___ 本文

筑波大学の谷中昭典教授(医学医療系)の研究グループは11月29日、毎日バナナ2本を定期的に食べると花粉症の自覚症状の改善がみられると発表した。花粉症に悩む52人を対象に実施した臨床試験結果をまとめたもので、特に35歳以下の男性では明らかな自覚症状の改善が見られたという。
■52人をグループ分けして調査
花粉症は日本人の4人に1人が悩まされるアレルギー。スギ花粉などによって本来自分の身を守るために働く免疫が過剰に反応、鼻づまりや目のかゆみ、くしゃみなどの症状が現れる。
研究グループは、バナナにポリフェノールなどの抗酸化物質や免疫反応調節作用を持つオイゲノールなどの香料が豊富に含まれていることに注目。花粉症のモデルマウスを使った実験で、バナナ摂取がアレルギー反応の抑制に効果があることを確認した。そこで、人間でも同様の効果があることが示唆されたとして、スギ花粉症の患者を対象にバナナによる症状改善効果を調べた。

______
___ 資料抜粋

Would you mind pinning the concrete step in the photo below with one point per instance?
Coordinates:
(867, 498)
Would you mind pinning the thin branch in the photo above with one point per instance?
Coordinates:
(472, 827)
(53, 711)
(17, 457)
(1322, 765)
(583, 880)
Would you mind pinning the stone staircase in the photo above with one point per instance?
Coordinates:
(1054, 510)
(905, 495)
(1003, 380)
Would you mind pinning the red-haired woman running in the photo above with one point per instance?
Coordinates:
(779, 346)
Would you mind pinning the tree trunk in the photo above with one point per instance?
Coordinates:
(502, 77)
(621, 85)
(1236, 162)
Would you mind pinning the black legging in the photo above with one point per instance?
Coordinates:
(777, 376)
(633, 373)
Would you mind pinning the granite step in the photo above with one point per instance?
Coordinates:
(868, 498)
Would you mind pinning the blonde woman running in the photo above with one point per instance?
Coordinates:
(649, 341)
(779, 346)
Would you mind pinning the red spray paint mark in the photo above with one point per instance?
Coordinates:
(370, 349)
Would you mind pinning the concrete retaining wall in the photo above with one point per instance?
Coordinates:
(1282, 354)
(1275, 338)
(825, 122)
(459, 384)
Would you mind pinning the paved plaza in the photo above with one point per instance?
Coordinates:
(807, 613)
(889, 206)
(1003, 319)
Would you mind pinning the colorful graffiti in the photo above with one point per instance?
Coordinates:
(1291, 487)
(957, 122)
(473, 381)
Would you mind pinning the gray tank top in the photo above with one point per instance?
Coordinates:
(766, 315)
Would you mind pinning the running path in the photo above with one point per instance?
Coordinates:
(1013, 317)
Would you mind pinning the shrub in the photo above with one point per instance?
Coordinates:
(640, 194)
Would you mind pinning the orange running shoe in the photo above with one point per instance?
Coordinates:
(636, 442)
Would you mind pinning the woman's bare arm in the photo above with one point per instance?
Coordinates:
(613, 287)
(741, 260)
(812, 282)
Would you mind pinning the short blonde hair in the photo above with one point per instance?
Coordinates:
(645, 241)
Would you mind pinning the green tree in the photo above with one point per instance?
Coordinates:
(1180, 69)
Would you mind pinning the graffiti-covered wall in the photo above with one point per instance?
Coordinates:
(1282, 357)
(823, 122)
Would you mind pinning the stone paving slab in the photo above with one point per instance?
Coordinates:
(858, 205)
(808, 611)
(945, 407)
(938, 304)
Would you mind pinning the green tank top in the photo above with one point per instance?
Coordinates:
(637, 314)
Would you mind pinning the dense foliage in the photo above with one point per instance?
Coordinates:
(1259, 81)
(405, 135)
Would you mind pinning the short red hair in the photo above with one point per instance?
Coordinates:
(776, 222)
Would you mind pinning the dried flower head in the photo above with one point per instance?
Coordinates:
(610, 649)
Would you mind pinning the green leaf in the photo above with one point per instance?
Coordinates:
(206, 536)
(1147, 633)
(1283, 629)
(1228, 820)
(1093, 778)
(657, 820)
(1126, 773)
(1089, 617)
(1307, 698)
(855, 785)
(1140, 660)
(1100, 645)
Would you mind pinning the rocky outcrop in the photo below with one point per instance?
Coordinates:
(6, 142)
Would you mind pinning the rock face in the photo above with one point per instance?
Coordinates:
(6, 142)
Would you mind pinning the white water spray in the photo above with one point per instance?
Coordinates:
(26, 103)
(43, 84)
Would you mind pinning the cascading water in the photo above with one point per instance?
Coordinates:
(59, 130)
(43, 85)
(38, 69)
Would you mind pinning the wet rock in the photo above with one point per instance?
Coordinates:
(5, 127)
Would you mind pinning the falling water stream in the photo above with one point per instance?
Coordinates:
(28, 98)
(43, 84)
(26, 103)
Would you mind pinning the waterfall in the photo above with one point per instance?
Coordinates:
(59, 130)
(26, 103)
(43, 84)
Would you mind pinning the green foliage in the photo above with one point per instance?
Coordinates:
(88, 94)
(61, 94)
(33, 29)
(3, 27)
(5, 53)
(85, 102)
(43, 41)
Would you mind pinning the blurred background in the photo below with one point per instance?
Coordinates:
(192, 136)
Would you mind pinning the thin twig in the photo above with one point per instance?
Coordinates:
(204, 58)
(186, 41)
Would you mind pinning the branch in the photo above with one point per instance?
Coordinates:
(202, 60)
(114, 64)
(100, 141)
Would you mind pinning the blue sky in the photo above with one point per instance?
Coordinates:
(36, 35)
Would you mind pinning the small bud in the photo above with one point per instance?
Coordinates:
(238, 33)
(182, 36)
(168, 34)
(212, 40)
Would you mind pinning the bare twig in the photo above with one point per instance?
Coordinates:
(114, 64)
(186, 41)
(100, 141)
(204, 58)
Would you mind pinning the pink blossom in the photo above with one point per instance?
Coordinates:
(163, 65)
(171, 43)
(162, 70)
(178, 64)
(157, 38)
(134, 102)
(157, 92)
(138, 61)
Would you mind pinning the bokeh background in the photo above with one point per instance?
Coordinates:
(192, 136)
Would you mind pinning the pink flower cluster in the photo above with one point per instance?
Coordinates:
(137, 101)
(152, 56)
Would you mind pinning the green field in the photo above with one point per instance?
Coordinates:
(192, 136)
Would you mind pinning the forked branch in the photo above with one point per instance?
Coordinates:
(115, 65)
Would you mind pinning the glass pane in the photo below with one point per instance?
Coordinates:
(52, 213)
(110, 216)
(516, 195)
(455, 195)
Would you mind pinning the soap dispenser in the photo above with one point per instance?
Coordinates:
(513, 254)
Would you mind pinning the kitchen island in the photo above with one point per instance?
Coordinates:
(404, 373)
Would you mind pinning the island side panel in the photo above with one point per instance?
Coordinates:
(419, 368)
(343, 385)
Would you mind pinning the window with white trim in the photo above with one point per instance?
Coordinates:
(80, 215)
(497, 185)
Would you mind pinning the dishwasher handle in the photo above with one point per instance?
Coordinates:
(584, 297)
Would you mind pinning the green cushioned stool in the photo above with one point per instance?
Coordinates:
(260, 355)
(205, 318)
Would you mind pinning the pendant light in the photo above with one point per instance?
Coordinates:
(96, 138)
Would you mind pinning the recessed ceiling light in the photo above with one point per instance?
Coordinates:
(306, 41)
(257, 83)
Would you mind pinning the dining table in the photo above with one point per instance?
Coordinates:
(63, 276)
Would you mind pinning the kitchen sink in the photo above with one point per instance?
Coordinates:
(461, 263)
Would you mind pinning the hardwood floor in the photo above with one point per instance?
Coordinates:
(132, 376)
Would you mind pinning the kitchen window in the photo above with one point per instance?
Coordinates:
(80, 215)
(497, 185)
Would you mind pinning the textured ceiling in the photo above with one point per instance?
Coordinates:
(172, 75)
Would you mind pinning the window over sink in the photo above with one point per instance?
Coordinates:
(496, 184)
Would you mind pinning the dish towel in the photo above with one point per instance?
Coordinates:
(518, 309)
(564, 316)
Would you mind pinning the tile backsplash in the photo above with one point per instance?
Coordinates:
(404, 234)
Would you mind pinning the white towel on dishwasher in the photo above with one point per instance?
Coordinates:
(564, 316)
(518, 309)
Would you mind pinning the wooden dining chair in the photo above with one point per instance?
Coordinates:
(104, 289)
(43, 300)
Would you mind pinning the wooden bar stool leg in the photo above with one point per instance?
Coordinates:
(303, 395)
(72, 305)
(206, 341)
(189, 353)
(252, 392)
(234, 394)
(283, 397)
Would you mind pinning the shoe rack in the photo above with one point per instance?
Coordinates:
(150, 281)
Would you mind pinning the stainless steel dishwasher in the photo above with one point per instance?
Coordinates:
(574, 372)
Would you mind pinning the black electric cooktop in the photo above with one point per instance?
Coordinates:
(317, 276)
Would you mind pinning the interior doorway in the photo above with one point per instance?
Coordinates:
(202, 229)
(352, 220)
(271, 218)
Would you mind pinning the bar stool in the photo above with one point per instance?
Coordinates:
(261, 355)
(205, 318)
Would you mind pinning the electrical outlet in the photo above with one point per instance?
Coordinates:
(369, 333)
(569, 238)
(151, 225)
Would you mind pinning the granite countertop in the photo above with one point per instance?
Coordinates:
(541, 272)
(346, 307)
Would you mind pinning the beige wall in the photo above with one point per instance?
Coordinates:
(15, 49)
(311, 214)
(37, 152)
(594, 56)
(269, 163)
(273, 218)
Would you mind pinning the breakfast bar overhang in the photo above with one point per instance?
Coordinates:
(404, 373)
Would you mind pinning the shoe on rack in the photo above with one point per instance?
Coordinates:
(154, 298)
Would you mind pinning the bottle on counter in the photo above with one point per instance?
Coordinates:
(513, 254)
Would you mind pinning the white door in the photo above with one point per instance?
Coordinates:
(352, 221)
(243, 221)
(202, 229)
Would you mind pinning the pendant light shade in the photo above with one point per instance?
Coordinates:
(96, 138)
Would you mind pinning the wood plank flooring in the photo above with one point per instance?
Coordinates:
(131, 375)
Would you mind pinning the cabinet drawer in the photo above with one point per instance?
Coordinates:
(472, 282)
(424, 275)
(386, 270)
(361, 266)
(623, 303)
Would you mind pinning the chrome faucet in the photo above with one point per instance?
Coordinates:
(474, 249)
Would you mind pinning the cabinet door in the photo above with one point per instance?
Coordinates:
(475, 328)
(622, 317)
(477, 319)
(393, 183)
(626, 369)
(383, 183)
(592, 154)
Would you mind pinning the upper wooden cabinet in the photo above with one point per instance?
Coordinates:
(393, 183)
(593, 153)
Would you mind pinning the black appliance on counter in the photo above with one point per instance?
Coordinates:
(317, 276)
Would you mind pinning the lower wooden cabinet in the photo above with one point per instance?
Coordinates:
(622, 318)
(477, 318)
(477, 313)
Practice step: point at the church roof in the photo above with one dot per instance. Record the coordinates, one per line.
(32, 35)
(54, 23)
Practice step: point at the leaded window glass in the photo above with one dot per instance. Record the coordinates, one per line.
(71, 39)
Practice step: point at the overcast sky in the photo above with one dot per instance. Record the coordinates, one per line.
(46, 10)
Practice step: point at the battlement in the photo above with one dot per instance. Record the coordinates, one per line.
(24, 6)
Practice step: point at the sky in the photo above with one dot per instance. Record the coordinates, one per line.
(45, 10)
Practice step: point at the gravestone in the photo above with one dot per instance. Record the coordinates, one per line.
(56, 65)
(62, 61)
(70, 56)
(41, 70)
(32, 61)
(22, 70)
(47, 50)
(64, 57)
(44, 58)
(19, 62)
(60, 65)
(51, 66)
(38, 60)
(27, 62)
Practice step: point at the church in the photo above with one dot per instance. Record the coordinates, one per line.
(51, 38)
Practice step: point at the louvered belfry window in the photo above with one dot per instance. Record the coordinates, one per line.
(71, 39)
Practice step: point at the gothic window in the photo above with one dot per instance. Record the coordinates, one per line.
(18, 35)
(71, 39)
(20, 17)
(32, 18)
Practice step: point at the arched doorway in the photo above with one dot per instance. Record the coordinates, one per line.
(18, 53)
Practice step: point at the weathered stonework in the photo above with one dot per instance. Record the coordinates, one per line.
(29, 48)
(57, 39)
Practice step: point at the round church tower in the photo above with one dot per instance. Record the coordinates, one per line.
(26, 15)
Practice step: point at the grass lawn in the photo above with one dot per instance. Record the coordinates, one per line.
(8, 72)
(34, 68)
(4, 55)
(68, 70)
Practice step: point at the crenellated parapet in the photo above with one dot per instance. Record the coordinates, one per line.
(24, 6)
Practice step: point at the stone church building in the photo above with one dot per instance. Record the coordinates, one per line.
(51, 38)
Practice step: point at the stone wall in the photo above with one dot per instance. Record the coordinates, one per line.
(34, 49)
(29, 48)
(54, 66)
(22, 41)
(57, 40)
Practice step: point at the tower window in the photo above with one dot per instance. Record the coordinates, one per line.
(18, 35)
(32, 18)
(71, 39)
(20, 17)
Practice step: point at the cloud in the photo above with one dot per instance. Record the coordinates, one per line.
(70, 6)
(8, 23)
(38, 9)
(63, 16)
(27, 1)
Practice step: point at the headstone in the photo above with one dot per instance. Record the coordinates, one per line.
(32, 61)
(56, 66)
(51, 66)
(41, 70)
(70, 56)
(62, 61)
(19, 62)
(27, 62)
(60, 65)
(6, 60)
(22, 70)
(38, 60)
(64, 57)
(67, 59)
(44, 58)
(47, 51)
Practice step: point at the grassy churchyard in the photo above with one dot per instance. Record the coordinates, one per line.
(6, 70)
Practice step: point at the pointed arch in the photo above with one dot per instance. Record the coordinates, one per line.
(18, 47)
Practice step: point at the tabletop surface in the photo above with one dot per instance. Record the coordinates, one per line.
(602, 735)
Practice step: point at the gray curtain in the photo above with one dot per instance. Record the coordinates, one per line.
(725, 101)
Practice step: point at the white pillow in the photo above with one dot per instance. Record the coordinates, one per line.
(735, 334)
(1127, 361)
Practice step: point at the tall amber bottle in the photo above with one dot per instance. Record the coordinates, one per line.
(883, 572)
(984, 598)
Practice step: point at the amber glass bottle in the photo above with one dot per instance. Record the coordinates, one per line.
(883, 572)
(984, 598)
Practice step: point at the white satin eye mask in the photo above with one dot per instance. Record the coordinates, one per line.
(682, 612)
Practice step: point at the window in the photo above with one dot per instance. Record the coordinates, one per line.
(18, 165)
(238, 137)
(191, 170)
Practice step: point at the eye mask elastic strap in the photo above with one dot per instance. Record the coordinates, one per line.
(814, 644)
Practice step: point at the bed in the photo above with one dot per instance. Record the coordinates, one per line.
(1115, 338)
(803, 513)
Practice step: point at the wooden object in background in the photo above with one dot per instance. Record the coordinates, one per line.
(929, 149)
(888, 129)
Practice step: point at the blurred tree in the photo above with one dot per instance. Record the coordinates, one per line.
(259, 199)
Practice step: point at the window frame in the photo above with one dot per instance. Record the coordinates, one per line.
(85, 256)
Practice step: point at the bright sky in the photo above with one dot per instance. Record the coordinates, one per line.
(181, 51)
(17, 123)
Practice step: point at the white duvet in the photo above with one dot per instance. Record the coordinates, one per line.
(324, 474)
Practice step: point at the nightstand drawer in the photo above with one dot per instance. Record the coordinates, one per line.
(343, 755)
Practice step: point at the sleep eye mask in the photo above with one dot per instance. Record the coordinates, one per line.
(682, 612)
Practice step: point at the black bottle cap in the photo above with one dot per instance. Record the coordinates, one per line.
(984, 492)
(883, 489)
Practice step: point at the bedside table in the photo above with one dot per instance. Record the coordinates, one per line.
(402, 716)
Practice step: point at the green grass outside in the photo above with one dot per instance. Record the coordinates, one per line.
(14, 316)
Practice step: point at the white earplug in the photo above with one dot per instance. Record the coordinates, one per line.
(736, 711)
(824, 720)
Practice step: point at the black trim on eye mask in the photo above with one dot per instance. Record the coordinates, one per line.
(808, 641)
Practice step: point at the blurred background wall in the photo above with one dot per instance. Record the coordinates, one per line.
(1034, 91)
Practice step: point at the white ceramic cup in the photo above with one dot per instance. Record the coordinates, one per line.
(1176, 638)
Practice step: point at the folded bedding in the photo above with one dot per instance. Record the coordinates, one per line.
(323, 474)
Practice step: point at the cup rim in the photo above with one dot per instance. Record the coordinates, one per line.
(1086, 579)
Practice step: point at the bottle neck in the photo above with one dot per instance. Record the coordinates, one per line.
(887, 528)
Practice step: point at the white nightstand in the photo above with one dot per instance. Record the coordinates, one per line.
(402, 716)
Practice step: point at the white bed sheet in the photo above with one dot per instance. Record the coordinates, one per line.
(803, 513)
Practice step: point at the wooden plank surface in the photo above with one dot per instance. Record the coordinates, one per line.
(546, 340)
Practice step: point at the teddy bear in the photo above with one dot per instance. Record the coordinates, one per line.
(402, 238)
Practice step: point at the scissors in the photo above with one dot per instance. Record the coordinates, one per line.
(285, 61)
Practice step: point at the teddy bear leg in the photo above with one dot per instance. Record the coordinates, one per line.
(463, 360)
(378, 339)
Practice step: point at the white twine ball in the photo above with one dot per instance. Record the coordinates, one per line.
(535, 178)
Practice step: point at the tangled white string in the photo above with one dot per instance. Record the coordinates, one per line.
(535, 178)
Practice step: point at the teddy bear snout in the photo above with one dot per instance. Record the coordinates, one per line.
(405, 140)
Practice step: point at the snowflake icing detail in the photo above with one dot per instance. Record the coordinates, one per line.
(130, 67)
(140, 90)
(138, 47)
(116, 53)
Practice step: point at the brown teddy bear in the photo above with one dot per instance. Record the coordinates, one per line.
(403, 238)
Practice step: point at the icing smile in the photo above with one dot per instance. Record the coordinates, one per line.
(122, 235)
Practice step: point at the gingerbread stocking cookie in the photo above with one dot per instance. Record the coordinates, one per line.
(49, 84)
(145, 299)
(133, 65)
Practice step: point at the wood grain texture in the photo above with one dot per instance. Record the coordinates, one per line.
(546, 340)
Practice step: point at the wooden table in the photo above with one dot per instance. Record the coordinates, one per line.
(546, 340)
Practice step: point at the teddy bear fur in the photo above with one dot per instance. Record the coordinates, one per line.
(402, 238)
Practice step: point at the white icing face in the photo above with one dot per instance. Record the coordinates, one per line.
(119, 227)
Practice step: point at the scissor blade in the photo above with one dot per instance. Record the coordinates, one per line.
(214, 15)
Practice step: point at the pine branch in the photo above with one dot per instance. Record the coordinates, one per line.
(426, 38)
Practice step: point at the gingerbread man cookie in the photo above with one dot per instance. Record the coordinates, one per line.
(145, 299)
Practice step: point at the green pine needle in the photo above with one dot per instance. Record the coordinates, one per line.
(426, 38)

______

**課題 A**
記事によると、明らかな自覚症状の改善が見られたのはどのような人たちでしたか。
**課題 B**
記事のうち、「筑波大学の谷中昭典教授(医学」という語句を含むところから始まり「による症状改善効果を調べた。」で終わる部分を、一字一句変えずに書き出してください。
**課題 C**
記事によると、研究グループがバナナに注目したのはなぜですか。1〜3文で説明してください。
この資料は記事の内容とは関係がありません。

**解答欄 A**
35歳以下の男性です。

**解答欄 B**
筑波大学の谷中昭典教授(医学医療系)の研究グループは11月29日、毎日バナナ2本を定期的に食べると花粉症の自覚症状の改善がみられると発表した。花粉症に悩む52人を対象に実施した臨床試験結果をまとめたもので、特に35歳以下の男性では明らかな自覚症状の改善が見られたという。
■52人をグループ分けして調査
花粉症は日本人の4人に1人が悩まされるアレルギー。スギ花粉などによって本来自分の身を守るために働く免疫が過剰に反応、鼻づまりや目のかゆみ、くしゃみなどの症状が現れる。
研究グループは、バナナにポリフェノールなどの抗酸化物質や免疫反応調節作用を持つオイゲノールなどの香料が豊富に含まれていることに注目。花粉症のモデルマウスを使った実験で、バナナ摂取がアレルギー反応の抑制に効果があることを確認した。そこで、人間でも同様の効果があることが示唆されたとして、スギ花粉症の患者を対象にバナナによる症状改善効果を調べた。

**解答欄 C**
バナナには、ポリフェノールなどの抗酸化物質や、免疫反応調節作用を持つオイゲノールなどの香料が豊富に含まれているからです。